§ **Directive**: Transcribe each line of the material as it is, and drop any picture.

§ **Extracted records**:
*-*-*

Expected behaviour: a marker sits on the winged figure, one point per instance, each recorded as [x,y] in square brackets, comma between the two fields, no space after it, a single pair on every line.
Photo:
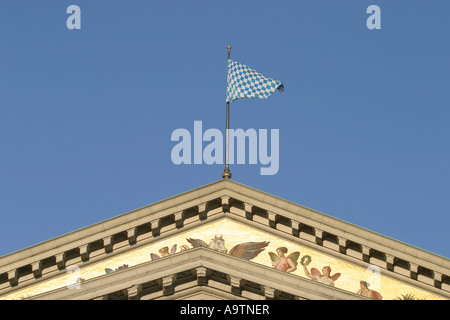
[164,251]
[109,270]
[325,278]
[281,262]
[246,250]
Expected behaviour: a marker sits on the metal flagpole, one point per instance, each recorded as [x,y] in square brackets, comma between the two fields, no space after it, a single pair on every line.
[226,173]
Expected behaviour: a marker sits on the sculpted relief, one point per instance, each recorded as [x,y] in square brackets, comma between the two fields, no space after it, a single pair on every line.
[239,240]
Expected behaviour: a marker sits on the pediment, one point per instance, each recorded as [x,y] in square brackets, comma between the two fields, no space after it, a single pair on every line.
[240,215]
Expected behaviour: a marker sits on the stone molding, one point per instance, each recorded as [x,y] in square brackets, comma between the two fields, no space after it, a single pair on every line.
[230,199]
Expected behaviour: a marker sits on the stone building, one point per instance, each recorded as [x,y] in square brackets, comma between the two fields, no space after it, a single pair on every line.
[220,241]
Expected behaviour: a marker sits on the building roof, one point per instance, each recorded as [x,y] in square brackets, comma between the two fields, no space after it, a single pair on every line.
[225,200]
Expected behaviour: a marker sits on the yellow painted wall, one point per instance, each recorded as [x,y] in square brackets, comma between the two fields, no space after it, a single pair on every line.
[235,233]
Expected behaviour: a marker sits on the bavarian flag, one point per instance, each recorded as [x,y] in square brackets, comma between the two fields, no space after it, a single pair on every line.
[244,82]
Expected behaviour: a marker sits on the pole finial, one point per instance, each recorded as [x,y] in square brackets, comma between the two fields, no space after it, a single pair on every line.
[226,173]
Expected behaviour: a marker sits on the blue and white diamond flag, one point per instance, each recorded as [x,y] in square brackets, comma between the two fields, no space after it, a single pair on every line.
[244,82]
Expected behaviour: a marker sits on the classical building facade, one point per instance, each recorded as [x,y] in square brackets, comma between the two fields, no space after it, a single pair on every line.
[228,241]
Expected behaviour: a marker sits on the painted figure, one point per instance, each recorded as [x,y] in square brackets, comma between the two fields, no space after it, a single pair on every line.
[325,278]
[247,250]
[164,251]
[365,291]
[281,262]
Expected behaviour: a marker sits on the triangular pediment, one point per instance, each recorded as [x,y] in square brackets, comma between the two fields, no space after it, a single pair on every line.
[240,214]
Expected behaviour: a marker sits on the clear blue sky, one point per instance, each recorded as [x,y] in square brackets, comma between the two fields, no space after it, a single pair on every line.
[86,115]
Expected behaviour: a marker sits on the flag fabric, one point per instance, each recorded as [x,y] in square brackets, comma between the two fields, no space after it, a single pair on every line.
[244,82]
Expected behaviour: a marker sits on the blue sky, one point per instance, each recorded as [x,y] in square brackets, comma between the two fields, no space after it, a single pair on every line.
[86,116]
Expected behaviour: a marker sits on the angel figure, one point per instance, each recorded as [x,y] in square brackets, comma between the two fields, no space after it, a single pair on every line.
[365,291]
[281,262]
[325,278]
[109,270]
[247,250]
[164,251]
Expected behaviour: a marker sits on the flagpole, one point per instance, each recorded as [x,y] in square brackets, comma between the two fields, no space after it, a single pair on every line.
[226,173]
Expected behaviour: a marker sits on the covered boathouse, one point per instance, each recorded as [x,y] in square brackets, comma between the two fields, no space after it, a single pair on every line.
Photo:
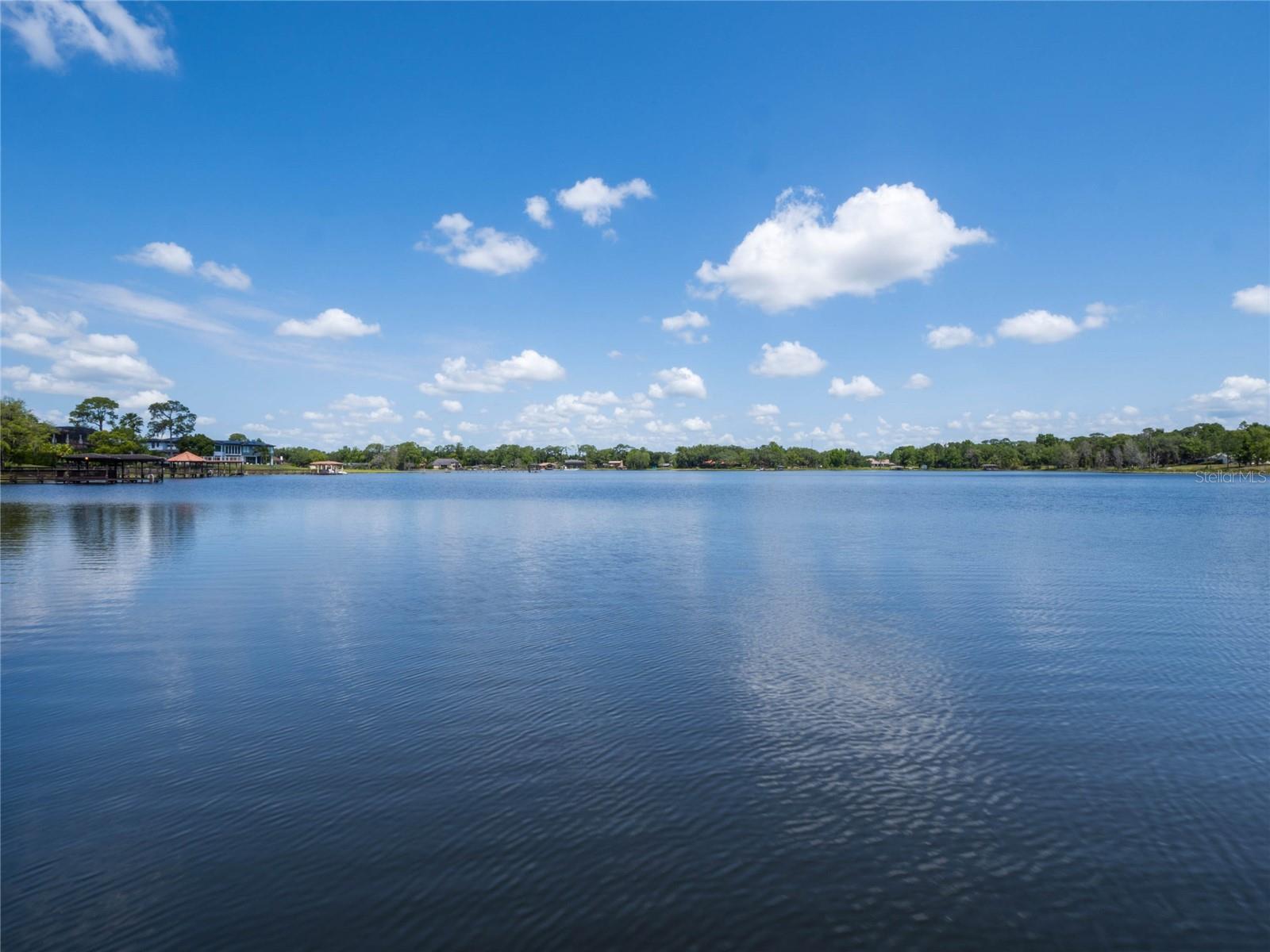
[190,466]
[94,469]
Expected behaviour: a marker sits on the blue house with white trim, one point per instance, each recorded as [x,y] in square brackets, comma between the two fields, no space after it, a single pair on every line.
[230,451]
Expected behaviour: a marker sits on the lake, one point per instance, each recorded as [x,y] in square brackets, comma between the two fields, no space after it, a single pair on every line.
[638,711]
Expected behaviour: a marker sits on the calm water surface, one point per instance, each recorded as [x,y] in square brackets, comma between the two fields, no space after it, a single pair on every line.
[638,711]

*-*-*

§ **Task result**:
Expected behaviour: a marker sits on the winged figure, one point per instance, each recorded as [x,y] in square brackets, comma between the two fields, no space after it, a single pair on every line.
Photo:
[164,251]
[109,270]
[325,278]
[281,262]
[246,250]
Expected behaviour: a marker sits on the metal flagpole, one point per instance, each recorded as [x,y] in square brackets, comma between the two fields, no space after it, a single pair on every line.
[226,173]
Expected behaviour: a marker sits on the sculpted relief, one point per instance, each recorded as [x,y] in square brackets, comma between the two fields, no space after it, a single pair on every line.
[239,240]
Expected behaviour: a marker sits on the pediment, one point per instance, each recorded as [x,y] in square brackets, comma between the two fields, no space after it, a single pair on every line.
[240,215]
Expected behaviour: a marker sits on the stone molding, one point per instance, each recorded as [x,y] in square brackets, comma between the two fields, no space after it, a single pair on every line.
[230,199]
Expected behaviour: a marker sits on the stone building, one point per instance, each recorded as [x,y] in square brackets, comma between the two fields, no space after it, a single pair on every line.
[220,241]
Expected behaviour: a marker sits on the building roof, one point per instance, each recorded as [x,y] in square brackets, comma between the two fields, no space after it, a single pair on every line.
[225,200]
Expected behaviour: a marker sits on the yellow painted wall, one point per instance, each recorded as [x,y] in square brackets, comma between the two fields, no space after it, a single pair on every line.
[235,233]
Expected behaviour: a marker sits on the bavarian flag, one point per instance, each recorded as [x,y] in square brackets, comma between the two fields, no space after it, a single pair on every line.
[244,82]
Expected behaviour: a marker sits on the pole finial, one point per instance, each recorded as [x,y] in square brackets, comma between the two fields, no space after it, a single pair on every line.
[226,173]
Expected behaviour: a marker sits on the blue and white diamond flag, one point per instance, each recorded as [x,y] in square brackets, comma between the two fields, no space after it, a single pair on every line.
[244,82]
Expected behaviour: a marker sits on the classical building facade, one point per instance, each recorded as [x,y] in square brackets, comma between the two fields, no space after it, a single pair on every line.
[228,241]
Expected behaviour: a marker sits on the painted figure, one point per instance, each recorded as [x,y] in square brackets, comma between the two fields, no space after it, a single pair on every line.
[325,278]
[247,250]
[164,251]
[365,291]
[281,262]
Expected behaviour: a marker sits on the triangular pediment, one point per instance, each recorded as [x,y] in square brackets, comma between the two fields, no space after it, a single pair on every line.
[240,214]
Expected behaviour: a marker sits on the clear blue sky, one point per instance, each recorded as [x,y] in square brackets, comma between the two fields, no space after it, a single pair on every line.
[86,115]
Expected behaviour: a marker sits on the flag fabric, one point per instance, each recorded as [x,y] in square brackets, comma between the two fields, no space after it, a single pair on every line.
[244,82]
Expected behaviour: a marker sits on the blue sky, one point per instance, each recorded as [x,y] in square brackets, comma between the two fields, no space after it, a single pair on every line.
[86,116]
Expected behaviour: a marker sits on the angel figure, one point per instance, each recorded as [x,y] in square brackets, comma between the two fields, no space after it, a single pair on every line.
[365,291]
[281,262]
[325,278]
[109,270]
[247,250]
[164,251]
Expected behaviour: a marker sits on the flagpole, one point per instance, each recorded as [x,y] in square brackets, comma between the two fields, no space after it, a single pair on every line.
[226,173]
Expected behaviour: a marker sits on the covered boathouse, one point per instance, each recorded as [x,y] in square brackets, comma between the two fields, no space after it, a single pair on every line.
Photo:
[190,466]
[94,469]
Expected behaviour: a marker sits on the blue house with white trim, one point per instance, each recorded as [x,y] in square brackets, comma between the two fields, no space after it, a single pair on every line.
[230,451]
Expected behaviour: a marker sits on the lake, one point per instance, each recorded as [x,y] in square brackets, comma between the two fields, no space after it, a single pair on every line.
[638,711]
Expected behaviour: a marker sits on the calm water surface, one point per instance, each recorded as [x,y] in square brackets, comma between the two fields, no space after it, a single pair on every line.
[638,711]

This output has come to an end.